> [INPUT DATA]:
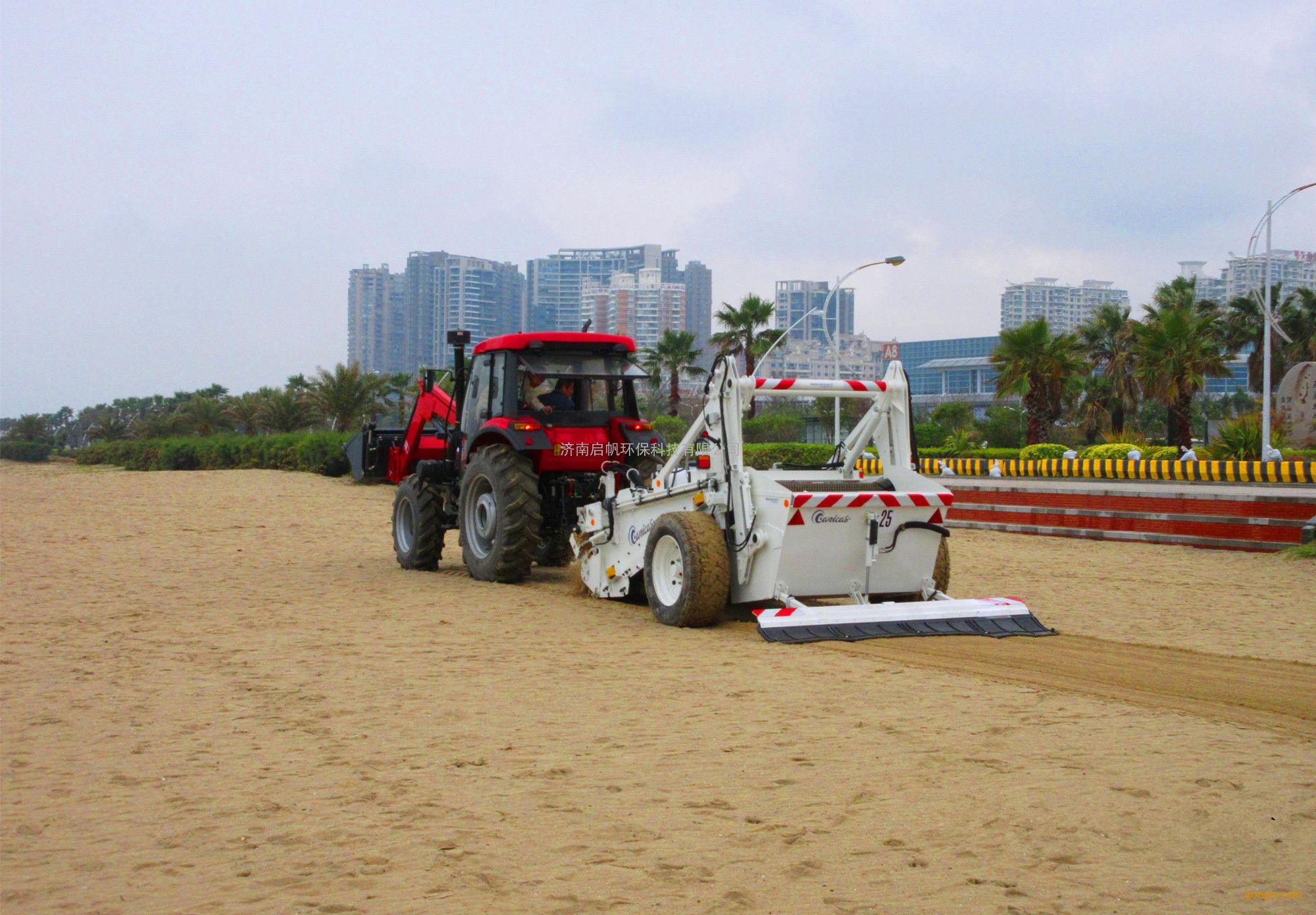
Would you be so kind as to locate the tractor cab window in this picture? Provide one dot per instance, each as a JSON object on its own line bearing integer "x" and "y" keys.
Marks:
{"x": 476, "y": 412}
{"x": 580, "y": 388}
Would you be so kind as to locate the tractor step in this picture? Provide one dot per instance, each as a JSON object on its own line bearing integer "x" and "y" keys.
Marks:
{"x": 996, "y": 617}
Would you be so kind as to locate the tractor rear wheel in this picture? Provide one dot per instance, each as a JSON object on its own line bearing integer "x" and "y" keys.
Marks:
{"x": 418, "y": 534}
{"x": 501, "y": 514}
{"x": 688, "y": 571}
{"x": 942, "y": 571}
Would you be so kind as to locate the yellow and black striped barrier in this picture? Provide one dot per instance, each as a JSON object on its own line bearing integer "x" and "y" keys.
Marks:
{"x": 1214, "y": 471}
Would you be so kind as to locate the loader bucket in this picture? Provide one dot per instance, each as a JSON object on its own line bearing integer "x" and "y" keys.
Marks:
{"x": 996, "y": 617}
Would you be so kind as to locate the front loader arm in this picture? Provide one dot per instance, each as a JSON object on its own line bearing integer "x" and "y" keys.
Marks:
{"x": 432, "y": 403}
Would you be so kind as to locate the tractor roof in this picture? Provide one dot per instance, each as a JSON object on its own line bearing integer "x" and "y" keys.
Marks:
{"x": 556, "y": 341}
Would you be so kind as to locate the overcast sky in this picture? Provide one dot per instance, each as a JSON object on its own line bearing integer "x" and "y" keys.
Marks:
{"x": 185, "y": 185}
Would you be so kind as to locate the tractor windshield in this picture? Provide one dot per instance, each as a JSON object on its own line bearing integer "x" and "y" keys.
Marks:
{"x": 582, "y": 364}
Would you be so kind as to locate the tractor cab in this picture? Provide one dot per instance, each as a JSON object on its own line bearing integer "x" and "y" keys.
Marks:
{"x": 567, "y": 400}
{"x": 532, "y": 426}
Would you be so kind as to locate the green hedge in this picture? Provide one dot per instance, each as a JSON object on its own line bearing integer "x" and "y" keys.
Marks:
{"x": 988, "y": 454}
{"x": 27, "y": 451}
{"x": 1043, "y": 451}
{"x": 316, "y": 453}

---

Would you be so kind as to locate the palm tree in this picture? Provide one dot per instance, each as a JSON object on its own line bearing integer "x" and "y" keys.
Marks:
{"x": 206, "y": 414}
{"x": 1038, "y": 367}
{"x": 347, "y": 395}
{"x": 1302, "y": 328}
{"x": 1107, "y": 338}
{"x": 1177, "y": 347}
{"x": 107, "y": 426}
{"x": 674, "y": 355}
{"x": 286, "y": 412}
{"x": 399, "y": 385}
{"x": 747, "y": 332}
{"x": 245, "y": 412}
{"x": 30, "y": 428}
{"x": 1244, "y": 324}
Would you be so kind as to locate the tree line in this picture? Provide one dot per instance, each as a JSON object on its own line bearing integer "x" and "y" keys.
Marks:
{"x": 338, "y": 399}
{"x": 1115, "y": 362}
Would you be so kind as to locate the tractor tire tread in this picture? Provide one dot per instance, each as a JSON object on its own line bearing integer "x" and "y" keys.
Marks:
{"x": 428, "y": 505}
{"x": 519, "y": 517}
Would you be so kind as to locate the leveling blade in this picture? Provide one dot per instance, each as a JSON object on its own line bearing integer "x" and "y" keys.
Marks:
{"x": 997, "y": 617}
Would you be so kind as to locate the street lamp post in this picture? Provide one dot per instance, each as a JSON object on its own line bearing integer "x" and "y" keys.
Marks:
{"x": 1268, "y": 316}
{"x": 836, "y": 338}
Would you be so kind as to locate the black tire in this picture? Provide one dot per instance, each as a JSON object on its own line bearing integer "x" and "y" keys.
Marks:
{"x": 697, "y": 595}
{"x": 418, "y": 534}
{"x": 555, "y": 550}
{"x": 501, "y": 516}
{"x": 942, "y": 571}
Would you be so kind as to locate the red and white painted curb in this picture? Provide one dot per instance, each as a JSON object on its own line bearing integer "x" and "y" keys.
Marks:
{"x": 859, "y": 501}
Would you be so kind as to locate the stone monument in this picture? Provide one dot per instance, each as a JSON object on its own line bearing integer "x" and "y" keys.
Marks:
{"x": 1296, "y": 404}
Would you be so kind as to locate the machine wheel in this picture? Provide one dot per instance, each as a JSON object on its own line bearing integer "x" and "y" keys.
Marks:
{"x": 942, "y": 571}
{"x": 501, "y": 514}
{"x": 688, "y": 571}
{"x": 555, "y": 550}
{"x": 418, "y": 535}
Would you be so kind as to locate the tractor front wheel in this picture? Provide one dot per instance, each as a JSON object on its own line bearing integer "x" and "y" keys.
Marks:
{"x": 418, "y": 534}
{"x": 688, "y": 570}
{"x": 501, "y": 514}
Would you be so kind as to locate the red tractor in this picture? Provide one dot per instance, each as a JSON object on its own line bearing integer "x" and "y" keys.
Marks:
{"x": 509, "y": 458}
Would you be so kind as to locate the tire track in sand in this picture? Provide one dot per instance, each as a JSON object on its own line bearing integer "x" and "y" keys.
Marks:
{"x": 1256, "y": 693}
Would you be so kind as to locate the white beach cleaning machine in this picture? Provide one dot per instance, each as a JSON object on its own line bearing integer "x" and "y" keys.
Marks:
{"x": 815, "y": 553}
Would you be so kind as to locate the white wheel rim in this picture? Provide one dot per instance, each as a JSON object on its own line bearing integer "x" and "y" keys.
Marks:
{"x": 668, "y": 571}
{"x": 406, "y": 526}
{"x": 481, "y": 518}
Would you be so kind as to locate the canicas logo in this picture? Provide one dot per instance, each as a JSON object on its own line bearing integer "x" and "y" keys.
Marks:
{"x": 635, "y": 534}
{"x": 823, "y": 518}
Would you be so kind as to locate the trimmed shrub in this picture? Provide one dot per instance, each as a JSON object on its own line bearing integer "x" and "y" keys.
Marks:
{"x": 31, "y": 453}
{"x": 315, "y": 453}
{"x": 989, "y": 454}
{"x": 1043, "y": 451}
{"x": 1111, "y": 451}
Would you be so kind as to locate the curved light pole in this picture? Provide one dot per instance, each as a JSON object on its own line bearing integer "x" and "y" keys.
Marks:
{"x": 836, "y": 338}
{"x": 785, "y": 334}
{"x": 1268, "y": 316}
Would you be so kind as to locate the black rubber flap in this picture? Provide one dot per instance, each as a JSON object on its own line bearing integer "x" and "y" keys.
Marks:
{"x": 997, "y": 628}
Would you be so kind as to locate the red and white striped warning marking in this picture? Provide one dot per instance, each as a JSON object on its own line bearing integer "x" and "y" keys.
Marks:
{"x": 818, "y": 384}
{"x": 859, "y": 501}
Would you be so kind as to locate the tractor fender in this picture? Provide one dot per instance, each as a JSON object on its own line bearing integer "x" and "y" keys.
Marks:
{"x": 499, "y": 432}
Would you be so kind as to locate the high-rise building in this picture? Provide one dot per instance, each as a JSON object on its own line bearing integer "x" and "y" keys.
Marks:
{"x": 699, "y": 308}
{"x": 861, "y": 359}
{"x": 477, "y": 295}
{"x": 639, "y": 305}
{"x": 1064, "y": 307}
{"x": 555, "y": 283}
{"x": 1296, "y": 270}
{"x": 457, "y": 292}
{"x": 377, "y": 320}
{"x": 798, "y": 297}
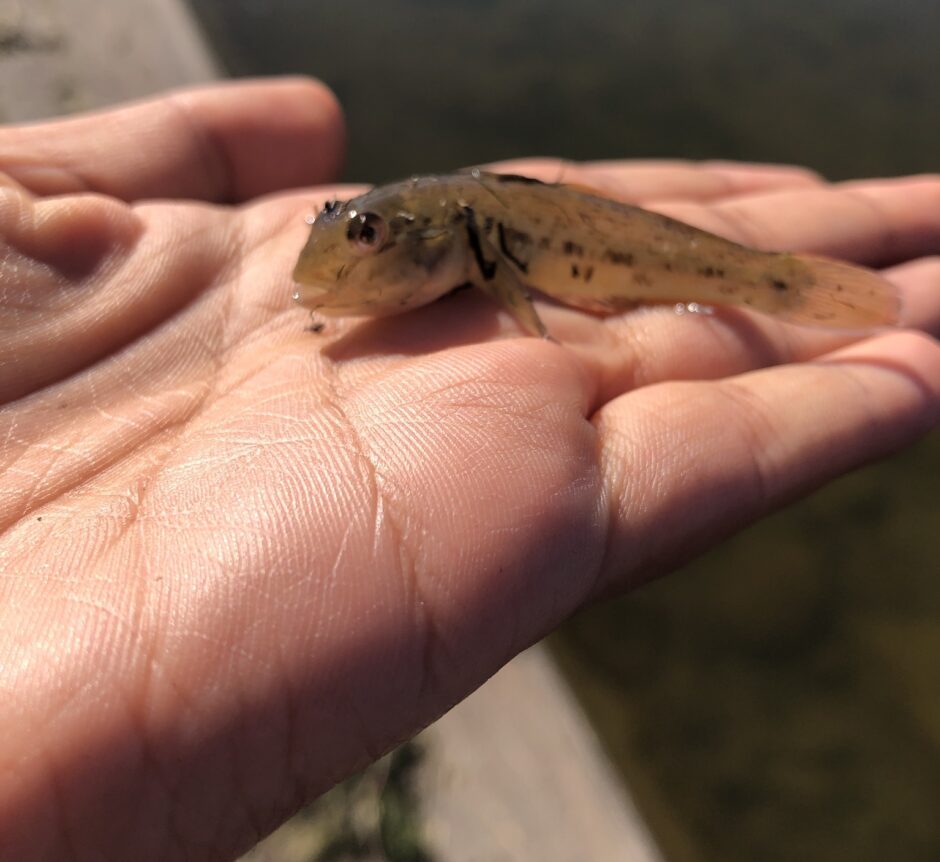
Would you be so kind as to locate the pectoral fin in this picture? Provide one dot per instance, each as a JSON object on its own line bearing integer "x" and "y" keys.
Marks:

--

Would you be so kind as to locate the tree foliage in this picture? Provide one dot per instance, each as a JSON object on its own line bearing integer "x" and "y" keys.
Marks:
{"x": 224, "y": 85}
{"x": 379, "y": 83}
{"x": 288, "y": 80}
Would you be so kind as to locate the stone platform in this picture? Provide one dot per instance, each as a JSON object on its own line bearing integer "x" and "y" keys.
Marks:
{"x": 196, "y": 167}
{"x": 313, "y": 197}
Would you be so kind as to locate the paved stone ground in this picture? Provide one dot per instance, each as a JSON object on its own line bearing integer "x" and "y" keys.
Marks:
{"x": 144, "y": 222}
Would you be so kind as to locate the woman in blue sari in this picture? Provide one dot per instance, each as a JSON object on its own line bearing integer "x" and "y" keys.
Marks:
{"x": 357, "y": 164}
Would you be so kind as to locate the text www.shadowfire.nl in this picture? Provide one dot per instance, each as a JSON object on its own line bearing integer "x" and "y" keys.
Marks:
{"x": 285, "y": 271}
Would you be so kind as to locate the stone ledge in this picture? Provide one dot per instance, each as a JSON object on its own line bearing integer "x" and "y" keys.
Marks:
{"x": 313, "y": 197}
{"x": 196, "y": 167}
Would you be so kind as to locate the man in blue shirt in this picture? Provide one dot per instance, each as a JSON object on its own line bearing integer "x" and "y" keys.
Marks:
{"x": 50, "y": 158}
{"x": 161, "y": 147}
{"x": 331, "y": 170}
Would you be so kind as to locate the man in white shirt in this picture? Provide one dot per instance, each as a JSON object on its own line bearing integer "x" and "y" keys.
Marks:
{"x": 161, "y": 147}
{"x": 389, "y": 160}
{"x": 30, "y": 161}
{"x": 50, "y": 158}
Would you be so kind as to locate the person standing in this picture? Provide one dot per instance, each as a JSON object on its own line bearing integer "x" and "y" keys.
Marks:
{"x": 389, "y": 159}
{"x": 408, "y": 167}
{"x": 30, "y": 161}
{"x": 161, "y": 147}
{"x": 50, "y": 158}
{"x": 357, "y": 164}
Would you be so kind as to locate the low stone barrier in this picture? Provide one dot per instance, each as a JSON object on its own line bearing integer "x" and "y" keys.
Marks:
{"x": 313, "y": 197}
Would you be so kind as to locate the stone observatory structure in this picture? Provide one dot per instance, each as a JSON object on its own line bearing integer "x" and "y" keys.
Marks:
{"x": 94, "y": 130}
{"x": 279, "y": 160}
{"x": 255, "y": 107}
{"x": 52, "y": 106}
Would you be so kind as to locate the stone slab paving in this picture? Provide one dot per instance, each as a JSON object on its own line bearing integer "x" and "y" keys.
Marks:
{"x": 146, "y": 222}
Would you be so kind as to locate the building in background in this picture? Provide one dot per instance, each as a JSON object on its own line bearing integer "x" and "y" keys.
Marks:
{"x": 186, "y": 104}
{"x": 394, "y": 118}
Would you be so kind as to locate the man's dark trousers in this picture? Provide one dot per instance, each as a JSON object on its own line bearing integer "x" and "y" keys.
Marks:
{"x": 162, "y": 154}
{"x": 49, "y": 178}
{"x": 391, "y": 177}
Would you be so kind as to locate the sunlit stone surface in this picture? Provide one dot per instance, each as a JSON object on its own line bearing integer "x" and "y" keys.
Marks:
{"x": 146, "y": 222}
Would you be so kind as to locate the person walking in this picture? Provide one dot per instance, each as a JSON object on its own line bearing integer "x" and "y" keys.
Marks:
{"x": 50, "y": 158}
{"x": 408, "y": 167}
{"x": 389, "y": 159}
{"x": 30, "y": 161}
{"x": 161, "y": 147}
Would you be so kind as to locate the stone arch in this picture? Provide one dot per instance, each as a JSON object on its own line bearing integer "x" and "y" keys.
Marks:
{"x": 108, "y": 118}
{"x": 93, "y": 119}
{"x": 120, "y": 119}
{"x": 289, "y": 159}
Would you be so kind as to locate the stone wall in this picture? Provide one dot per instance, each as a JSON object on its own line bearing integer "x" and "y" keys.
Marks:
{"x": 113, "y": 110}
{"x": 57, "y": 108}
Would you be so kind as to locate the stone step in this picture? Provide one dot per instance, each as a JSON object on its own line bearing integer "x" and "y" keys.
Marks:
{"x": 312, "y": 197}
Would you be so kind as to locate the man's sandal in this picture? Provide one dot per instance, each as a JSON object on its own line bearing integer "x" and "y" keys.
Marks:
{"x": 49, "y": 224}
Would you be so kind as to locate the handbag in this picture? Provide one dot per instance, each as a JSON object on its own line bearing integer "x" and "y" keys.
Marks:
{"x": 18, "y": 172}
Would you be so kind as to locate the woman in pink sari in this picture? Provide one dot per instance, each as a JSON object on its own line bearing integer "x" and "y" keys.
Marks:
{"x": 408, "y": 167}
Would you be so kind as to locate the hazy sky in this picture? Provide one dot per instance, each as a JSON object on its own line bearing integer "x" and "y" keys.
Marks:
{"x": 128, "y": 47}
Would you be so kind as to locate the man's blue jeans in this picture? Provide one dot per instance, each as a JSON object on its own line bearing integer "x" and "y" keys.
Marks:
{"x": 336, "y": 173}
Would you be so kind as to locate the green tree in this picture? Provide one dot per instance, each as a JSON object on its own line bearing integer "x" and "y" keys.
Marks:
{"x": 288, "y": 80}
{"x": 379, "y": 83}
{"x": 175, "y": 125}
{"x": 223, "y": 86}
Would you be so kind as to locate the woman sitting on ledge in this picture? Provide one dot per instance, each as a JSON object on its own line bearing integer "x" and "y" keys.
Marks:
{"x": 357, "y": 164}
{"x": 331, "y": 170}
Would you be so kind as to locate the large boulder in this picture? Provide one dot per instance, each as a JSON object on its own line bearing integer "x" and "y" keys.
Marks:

> [DIRECTIVE]:
Count the lines of the rows above that contain the string "loader", treating uppercase and lowercase as different. Give only the number.

> [RIGHT ANSWER]:
2